# Source extract
____
I think that it is not necessary to or even undesirable to convert code style (checkstyle) errors into warnings. I am not sure how it is handled in Drill, in Apex we use -Dcheckstyle.skip=true to disable checkstyle plugin during development builds. If the community prefers, another option would be to unbind checkstyle from maven phase and invoke it explicitly during CI build. The second option will require contributors (and committers) to check the status of CI build and fix checkstyle errors if necessary. I'd recommend to do the same for apache-rat plugin. It is not necessary to run the plugin on every build, especially that local workspace may have logs and other temporary files with unapproved licenses. The apache-rat plugin can be explicitly invoked during CI build and fail the build.

I would also recommend to install checkstyle IntelliJ  plugin (I guess plugin for Eclipse also exists). The plugin provides ability to scan file/module/project for checkstyle errors and quickly fix them. It also integrates with IntelliJ intentions and marks violations in real-time if enabled.
____
# Records provided

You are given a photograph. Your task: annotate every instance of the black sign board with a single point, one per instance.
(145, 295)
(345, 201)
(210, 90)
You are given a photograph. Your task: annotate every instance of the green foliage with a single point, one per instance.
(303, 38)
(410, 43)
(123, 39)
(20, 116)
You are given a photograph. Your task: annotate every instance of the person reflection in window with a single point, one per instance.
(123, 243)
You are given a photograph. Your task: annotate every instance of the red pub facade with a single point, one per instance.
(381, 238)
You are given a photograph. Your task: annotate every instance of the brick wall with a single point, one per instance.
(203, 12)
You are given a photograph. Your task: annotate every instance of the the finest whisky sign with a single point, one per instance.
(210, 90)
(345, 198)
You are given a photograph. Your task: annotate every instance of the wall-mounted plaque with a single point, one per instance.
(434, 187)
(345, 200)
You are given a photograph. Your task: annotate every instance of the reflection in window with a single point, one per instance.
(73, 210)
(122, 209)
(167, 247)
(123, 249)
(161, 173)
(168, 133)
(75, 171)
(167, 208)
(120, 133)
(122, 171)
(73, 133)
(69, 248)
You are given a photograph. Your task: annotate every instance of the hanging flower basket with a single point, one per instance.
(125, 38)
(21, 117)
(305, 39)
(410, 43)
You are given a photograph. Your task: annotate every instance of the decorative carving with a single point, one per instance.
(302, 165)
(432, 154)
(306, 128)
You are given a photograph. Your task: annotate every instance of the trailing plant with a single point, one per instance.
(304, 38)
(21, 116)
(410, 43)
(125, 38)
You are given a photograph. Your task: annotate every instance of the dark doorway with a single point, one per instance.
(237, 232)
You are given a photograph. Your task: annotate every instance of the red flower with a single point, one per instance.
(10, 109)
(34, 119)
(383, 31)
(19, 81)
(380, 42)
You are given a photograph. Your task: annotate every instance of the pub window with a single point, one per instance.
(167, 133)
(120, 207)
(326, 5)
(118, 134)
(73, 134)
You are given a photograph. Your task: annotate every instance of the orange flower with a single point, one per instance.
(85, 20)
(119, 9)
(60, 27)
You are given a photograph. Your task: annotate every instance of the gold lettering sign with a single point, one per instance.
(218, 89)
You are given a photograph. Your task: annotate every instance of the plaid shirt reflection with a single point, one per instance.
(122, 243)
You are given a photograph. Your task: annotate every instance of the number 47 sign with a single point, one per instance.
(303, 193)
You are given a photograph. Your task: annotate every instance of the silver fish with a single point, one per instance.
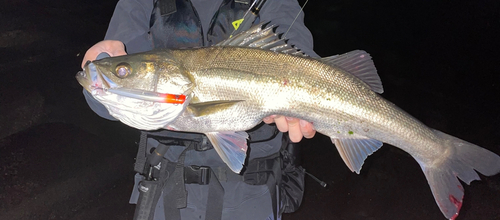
(226, 89)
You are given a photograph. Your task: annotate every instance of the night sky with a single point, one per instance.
(438, 60)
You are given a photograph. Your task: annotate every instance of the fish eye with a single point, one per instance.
(123, 70)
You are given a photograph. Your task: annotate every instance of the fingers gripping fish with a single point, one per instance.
(223, 90)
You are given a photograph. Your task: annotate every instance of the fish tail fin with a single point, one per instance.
(463, 161)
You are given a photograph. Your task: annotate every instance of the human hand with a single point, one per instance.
(297, 128)
(112, 47)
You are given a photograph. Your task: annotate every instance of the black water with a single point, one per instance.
(437, 60)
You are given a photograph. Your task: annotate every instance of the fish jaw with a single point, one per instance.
(93, 81)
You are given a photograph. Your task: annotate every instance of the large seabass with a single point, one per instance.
(223, 90)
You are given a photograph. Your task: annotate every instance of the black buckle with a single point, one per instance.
(197, 174)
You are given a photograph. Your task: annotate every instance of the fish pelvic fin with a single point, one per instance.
(462, 160)
(360, 64)
(231, 147)
(355, 150)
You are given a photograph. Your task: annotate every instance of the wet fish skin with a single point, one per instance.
(233, 88)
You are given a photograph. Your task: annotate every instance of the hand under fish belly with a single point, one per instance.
(231, 87)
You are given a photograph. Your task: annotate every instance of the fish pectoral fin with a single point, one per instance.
(360, 64)
(355, 150)
(231, 147)
(207, 108)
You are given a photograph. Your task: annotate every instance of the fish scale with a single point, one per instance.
(230, 87)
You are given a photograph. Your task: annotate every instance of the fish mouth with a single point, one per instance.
(92, 80)
(97, 83)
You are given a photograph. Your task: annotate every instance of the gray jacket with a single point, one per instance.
(130, 24)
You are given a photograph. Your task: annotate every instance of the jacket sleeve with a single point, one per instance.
(283, 13)
(130, 25)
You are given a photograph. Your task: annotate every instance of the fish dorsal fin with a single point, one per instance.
(206, 108)
(231, 147)
(355, 150)
(262, 36)
(360, 64)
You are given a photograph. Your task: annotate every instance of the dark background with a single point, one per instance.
(438, 60)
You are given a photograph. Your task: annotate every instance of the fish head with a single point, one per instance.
(146, 91)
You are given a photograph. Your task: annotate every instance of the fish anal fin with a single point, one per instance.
(360, 64)
(231, 147)
(207, 108)
(461, 160)
(355, 150)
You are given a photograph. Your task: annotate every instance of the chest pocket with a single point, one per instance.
(176, 24)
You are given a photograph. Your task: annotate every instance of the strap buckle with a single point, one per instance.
(197, 175)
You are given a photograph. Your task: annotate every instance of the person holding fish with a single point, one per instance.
(180, 175)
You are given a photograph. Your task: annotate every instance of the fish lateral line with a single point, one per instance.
(150, 96)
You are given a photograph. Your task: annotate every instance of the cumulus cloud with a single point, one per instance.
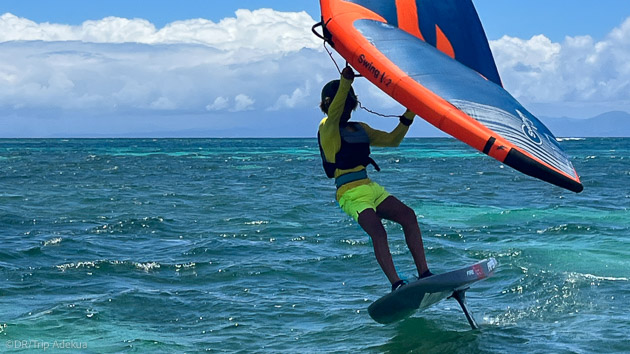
(257, 63)
(263, 30)
(580, 69)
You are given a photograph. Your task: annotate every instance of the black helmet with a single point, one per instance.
(330, 90)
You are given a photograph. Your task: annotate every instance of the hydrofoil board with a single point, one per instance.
(425, 292)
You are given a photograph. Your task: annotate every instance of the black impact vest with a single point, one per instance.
(354, 151)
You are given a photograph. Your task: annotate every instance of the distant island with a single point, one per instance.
(610, 124)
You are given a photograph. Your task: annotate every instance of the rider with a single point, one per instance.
(345, 150)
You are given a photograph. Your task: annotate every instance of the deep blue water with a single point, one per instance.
(238, 245)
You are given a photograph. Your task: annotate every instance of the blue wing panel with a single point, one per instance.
(457, 19)
(482, 100)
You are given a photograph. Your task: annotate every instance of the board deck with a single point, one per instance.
(426, 292)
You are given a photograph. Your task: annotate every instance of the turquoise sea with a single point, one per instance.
(226, 245)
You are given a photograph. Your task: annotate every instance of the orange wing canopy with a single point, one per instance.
(433, 57)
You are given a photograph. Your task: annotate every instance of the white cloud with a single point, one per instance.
(263, 61)
(220, 103)
(578, 70)
(264, 30)
(242, 103)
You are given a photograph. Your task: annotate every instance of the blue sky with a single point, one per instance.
(554, 18)
(61, 75)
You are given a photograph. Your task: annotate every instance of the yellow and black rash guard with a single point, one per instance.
(330, 137)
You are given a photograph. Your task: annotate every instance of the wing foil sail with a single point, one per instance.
(446, 77)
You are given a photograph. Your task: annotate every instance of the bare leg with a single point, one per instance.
(395, 210)
(371, 223)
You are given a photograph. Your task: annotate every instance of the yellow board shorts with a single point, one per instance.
(360, 198)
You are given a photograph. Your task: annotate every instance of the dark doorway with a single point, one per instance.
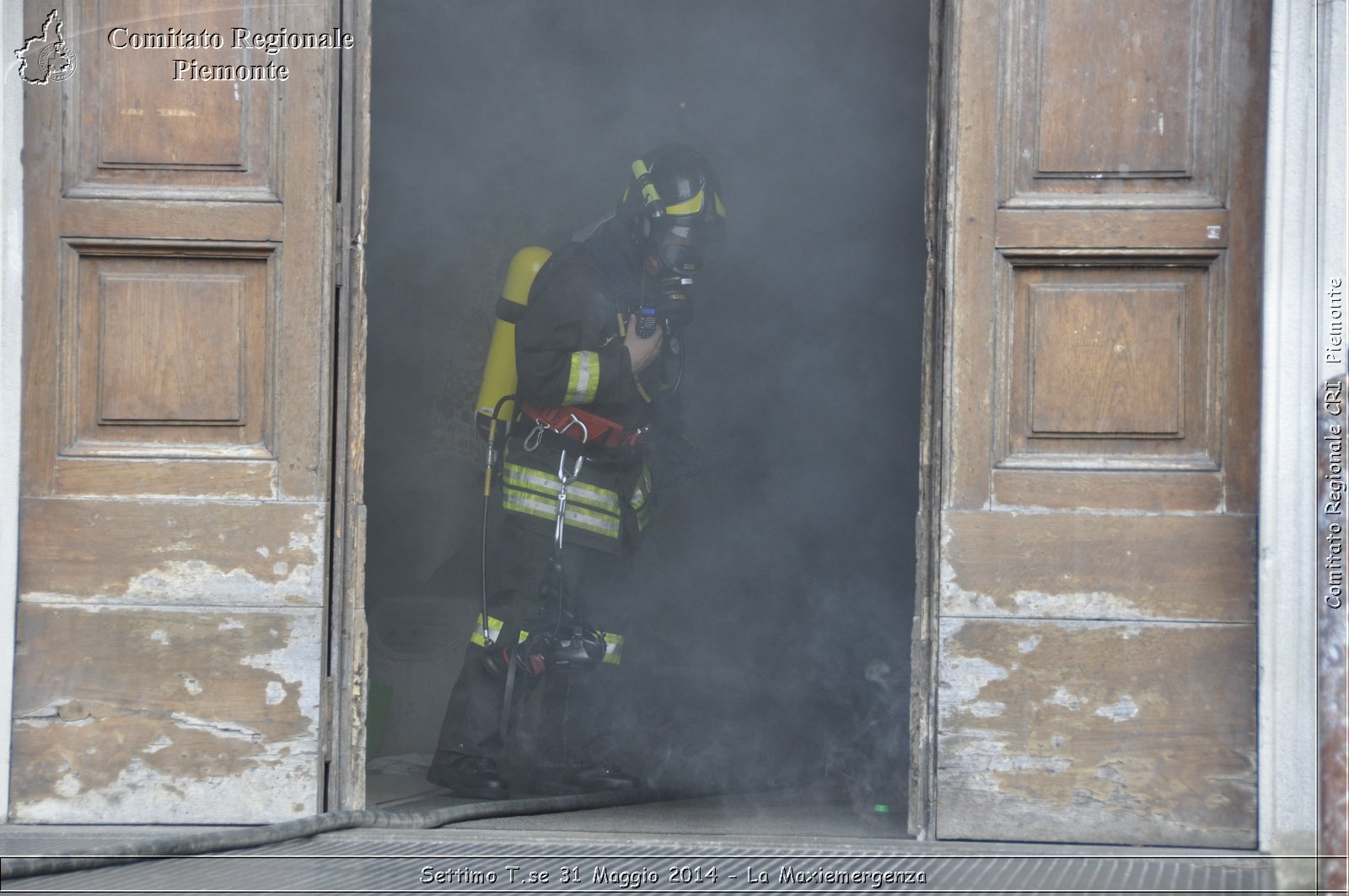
____
# To be done
a. Answer these questions using the message on checkstyle.
(i) Which option does Apex use to disable the checkstyle plugin during development builds?
(ii) Besides checkstyle, which plugin does the writer recommend handling the same way?
(iii) What does the checkstyle IntelliJ plugin mark in real time when enabled?
b. Extract every line of the records that contains the word "window". Case counts.
The records are unrelated to the text.

# Responses
a.
(i) -Dcheckstyle.skip=true
(ii) The apache-rat plugin
(iii) Violations

b.
You are given a photograph. Your task: annotate every instance of the person reflection in window with a single point, one per instance.
You are given a photograph. Your task: annotate every instance of the reflection in window with a single point, one per instance.
You are given a photograph. Your task: annotate every instance of the pub window with a single point, one per instance.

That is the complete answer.